** Requests **
#1 Answer these questions using the text on national security and freedom of expression.
(a) In what year was the updated version known as the Tshwane Principles published?
(b) Under the Tshwane Principles, what information may not be classified or withheld on national security grounds?
(c) According to the Siracusa Principles, what kind of threats cannot justify a national security limitation?
#2 Carry the text on national security and freedom of expression forward from its final sentence.

** Text segment **
::::

In 2013, a group of civil society organisations from across the globe — including some who were involved in the drafting of the Johannesburg Principles — published an updated version, focusing on access to information, known as the ‘Tshwane Principles.’(12) The Tshwane Principles state that:(13)
- Governments may legitimately withhold information in some narrowly defined areas, such as defence plans, weapons development, and the operations and sources used by intelligence services.
- Information about serious human rights violations may not be classified or withheld on national security grounds.
- People who disclose wrongdoing or other information of public interest (whistleblowers and the media) should be protected from any type of retaliation, provided they acted in good faith and followed applicable procedures.
- Disclosure requirements apply to all public entities, including the security sector and intelligence authorities.
Although the principles do not constitute binding international law, they were developed with wide consultation and have broad consensus; for example, they have been welcomed by all four of the special experts on freedom of expression — for the UN, the Organisation of American States (OAS), and the African Union (AU), and the Organisation for Security and Cooperation in Europe’s (OSCE) expert on freedom of the media.(14)
The Scope of National Security
“Freedom of expression” and “national security” are very often seen as principles or interests that are inevitably opposed to each other. Governments often invoke national security as a rationale for restricting freedom of expression, particularly media freedom. Yet national security remains a genuine public good — and without it, media freedom would be scarcely possible. On the other hand, governments are seldom inclined to recognise that media freedom may actually be a means to ensure better national security by exposing abuses in the security sector.
The Siracusa Principles on the Limitation and Derogation Provisions in the ICCPR (Siracusa Principles) define a legitimate national security interest as one that aims “to protect the existence of the nation or its territorial integrity or political independence against force or threat of force.”(15) Subsequent articles indicate that a national security limitation “cannot be invoked as a reason for imposing limitations to prevent merely local or relatively isolated threats to law and order.”
The UN Special Rapporteur on Freedom of Expression has repeatedly limited the scope of a national security limitation in similar terms. For example:
For the purpose of protecting national security, the right to freedom of expression and information can be restricted only in the most serious cases of a direct political or military threat to the entire nation.(16)
In a similar vein, the Johannesburg Principles define a national security interest as being:
To protect a country’s existence or its territorial integrity against the use or threat of force, or its capacity to respond to the use or threat of force, whether from an external source, such as a military threat, or an internal source, such as incitement to violent overthrow of the government.(17)

::::

Dataset records:
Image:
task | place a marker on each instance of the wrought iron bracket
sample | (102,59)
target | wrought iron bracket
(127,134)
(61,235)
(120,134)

::::

** Task-by-task answers **
#1
(a) 2013
(b) Information about serious human rights violations
(c) Merely local or relatively isolated threats to law and order

#2
Terrorism
Since the terror attacks in the United States on 11 September 2001, much of the focus of security legislation has been on countering terrorism. In part, this reflects a genuine change in understanding the nature of the threat to national security — seen also in the notion that terrorism or terrorist organisations as the objects of a “war.” More generally, it serves as a rhetorical device whereby dissent — including critical media coverage — may be characterised as giving succour to terrorists.
The UN Security Council has required member states to take a number of steps to combat terrorism. One measure of particular relevance to the media is contained in Resolution 1624 of 2005, which was the first international instrument to address the issue of incitement to terrorism. The preamble to Resolution 1624 condemns “incitement to terrorist acts” and repudiates “attempts at the justification or glorification (apologie) of terrorist acts that may incite further terrorist acts.”(18)
Defining terrorism
One serious problem with legal restrictions on glorification (or even incitement) of terrorism is the lack of any commonly accepted definition of terrorism in international law. Early counter‑terrorism treaties focused on the criminalisation of particular acts, such as hijacking aircraft, without using the term terrorism. Later treaties, such as the International Convention for the Suppression of Financing of Terrorism,(19) do offer a definition, although this has no binding character beyond parties to the treaty.
Many states, as well as entities such as the European Union, define terrorism by reference to certain organisations “listed” as terrorist entities. This may hold particular dangers for the media in reporting the opinions and activities of such organisations, which they have a right to do. In their 2008 Joint Declaration on Defamation of Religions, and Anti-Terrorism and Anti-Extremism Legislation,(20) the freedom of expression mandate-holders of the United Nations (UN), the African Commission on Human and Peoples’ Rights (ACHPR), the Organisation for Security and Co-operation in Europe (OSCE), and the Organisation of American States (OAS) stated:
The public has a right to know about the perpetration of acts of terrorism, or attempts thereat, and the media should not be penalised for providing such information.(21)
The United Nations Special Rapporteur (UNSR) on counter-terrorism and human rights has offered a definition of terrorism, based upon best practices worldwide, which focuses on the act of terror rather than the perpetrator:(22)
1. The action:
(a) Constituted the intentional taking of hostages; or
(b) Is intended to cause death or serious bodily injury to one or more members of the general population or segments of it; or
(c) Involved lethal or serious physical violence against one or more members of the general population or segments of it; and
2. The action is done or attempted with the intention of:
(a) Provoking a state of terror in the general public or a segment of it; or
(b) Compelling a Government or international organization to do or abstain from doing something; and
3. The action corresponds to:
(a) The definition of a serious offence in national law, enacted for the purpose of complying with international conventions and protocols relating to terrorism or with resolutions of the Security Council relating to terrorism; or
(b) All elements of a serious crime defined by national law.
Sometimes expression on its own is deemed a threat to national security — and these situations are addressed under incitement. For more detail on incitement, see the module on Hate Speech.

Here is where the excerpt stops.